TASK TO COMPLETE
Begin with the line that contains "pink flower and return the coordinates." and transcribe each line after it, up to and including the last line of the listing below.

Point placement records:
****************************************

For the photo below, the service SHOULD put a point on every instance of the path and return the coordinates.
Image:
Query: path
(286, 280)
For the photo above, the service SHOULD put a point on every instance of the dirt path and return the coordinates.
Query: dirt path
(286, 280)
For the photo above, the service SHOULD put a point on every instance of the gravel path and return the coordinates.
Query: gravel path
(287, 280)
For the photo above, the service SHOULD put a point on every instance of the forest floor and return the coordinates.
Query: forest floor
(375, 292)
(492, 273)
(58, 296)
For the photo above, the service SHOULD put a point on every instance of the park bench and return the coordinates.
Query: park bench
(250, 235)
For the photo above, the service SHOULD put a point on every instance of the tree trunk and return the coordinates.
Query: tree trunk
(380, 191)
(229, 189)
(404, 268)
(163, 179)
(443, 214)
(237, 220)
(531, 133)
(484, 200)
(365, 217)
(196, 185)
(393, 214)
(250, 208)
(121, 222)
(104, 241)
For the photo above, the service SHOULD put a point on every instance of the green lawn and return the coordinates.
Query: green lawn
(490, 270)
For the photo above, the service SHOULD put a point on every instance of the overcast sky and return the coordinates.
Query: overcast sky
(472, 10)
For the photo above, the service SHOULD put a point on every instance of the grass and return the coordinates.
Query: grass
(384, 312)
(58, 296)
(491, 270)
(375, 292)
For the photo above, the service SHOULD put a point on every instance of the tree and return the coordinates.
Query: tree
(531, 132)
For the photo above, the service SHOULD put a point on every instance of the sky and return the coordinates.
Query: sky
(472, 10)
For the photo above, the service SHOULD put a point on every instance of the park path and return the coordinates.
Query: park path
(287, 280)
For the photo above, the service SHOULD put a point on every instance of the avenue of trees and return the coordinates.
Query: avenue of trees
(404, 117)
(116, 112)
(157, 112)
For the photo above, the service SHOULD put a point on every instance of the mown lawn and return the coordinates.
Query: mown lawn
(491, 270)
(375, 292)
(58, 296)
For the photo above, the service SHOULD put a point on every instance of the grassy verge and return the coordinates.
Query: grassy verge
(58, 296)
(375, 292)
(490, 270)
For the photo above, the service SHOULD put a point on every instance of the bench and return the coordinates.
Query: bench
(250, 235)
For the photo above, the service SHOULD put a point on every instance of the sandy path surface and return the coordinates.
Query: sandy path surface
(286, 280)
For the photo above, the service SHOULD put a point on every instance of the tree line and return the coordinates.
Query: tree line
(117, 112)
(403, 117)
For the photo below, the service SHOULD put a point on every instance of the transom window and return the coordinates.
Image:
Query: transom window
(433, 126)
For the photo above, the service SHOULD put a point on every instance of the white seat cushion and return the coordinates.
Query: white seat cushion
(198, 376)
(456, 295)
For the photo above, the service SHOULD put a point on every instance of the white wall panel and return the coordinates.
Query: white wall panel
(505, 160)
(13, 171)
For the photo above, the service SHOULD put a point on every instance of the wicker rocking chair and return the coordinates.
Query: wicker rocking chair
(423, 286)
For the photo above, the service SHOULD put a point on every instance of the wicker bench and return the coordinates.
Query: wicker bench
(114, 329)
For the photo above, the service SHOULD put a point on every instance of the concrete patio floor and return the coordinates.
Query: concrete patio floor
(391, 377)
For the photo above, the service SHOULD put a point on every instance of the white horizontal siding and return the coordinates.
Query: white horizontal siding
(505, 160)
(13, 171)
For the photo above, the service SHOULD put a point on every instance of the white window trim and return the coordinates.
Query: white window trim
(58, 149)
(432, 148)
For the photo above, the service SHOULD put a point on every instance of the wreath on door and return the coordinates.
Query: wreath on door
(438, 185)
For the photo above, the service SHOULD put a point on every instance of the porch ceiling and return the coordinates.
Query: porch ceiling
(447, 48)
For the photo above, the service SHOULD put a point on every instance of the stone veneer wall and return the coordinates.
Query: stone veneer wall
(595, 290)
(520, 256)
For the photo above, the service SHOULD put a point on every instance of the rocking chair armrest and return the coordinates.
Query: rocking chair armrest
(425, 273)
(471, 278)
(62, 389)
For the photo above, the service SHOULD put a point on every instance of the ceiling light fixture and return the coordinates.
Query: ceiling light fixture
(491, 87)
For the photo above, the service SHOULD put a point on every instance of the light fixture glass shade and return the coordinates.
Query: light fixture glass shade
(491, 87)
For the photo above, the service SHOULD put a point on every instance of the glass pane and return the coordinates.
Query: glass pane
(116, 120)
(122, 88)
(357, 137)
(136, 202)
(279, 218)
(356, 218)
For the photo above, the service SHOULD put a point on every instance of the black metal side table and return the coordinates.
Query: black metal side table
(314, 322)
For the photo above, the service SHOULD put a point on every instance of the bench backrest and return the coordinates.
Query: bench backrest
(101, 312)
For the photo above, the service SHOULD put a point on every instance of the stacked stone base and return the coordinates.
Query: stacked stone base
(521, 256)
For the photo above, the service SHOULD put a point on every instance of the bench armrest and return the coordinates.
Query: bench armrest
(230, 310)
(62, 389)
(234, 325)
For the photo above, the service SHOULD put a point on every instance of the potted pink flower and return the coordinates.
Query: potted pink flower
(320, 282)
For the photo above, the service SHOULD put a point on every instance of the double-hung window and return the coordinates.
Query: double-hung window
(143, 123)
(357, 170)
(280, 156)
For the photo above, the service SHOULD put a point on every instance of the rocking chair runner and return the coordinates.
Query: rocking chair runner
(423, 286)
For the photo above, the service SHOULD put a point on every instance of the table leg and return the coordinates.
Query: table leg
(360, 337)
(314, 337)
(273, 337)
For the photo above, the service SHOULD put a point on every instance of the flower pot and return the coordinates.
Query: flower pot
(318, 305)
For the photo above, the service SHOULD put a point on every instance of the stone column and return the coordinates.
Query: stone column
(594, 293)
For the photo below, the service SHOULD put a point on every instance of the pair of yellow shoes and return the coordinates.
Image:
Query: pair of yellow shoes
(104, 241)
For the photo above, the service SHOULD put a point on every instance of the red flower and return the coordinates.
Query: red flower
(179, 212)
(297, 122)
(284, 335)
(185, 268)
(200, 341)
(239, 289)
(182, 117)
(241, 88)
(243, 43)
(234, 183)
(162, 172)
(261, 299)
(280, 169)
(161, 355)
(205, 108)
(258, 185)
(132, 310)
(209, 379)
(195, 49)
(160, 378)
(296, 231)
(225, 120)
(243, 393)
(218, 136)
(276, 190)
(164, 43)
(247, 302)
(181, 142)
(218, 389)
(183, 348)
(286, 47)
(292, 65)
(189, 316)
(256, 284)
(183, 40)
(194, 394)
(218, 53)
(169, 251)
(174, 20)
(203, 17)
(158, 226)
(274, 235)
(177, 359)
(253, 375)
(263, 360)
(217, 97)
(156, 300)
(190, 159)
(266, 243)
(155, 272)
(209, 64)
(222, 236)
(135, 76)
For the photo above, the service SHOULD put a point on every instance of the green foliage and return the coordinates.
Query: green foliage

****************************************

WRITTEN ANSWER
For the photo above, the service SHOULD put a point on every instance of the potted pink flower and return the coordinates.
Query: potted pink flower
(320, 282)
For the photo above, the service SHOULD put a point on every instance of the double-hung window and return the coordinates.
Query: double-hung window
(143, 123)
(357, 170)
(280, 156)
For the photo above, the service SHOULD put a point on every instance of the rocking chair runner and return the coordinates.
Query: rocking chair runner
(423, 286)
For the photo above, the service SHOULD put a point on every instance of the table leg and return the coordinates.
Query: table leg
(360, 337)
(314, 337)
(273, 337)
For the photo above, the service SHOULD put a point on every instance of the flower pot and return the coordinates.
Query: flower pot
(318, 305)
For the photo above, the service SHOULD put a point on every instance of the stone column and return the coordinates.
Query: stone column
(594, 293)
For the photo below, the service SHOULD put a point on every instance of the pair of yellow shoes and return the coordinates.
Image:
Query: pair of yellow shoes
(104, 241)
For the photo above, the service SHOULD put a point on every instance of the red flower and return the coordinates.
Query: red flower
(179, 212)
(297, 122)
(284, 335)
(185, 268)
(200, 341)
(239, 289)
(182, 117)
(241, 88)
(243, 43)
(234, 183)
(162, 172)
(261, 299)
(280, 169)
(161, 355)
(205, 108)
(258, 185)
(132, 310)
(209, 379)
(195, 49)
(160, 378)
(296, 231)
(225, 120)
(243, 393)
(218, 136)
(276, 190)
(164, 43)
(247, 302)
(181, 142)
(218, 389)
(183, 348)
(286, 47)
(292, 65)
(189, 316)
(256, 284)
(183, 40)
(194, 394)
(218, 53)
(169, 251)
(174, 20)
(203, 17)
(158, 226)
(274, 235)
(177, 359)
(253, 375)
(263, 360)
(217, 97)
(156, 300)
(190, 159)
(266, 243)
(155, 272)
(209, 64)
(222, 236)
(135, 76)
For the photo above, the service SHOULD put a point on every instance of the green foliage and return the coordinates.
Query: green foliage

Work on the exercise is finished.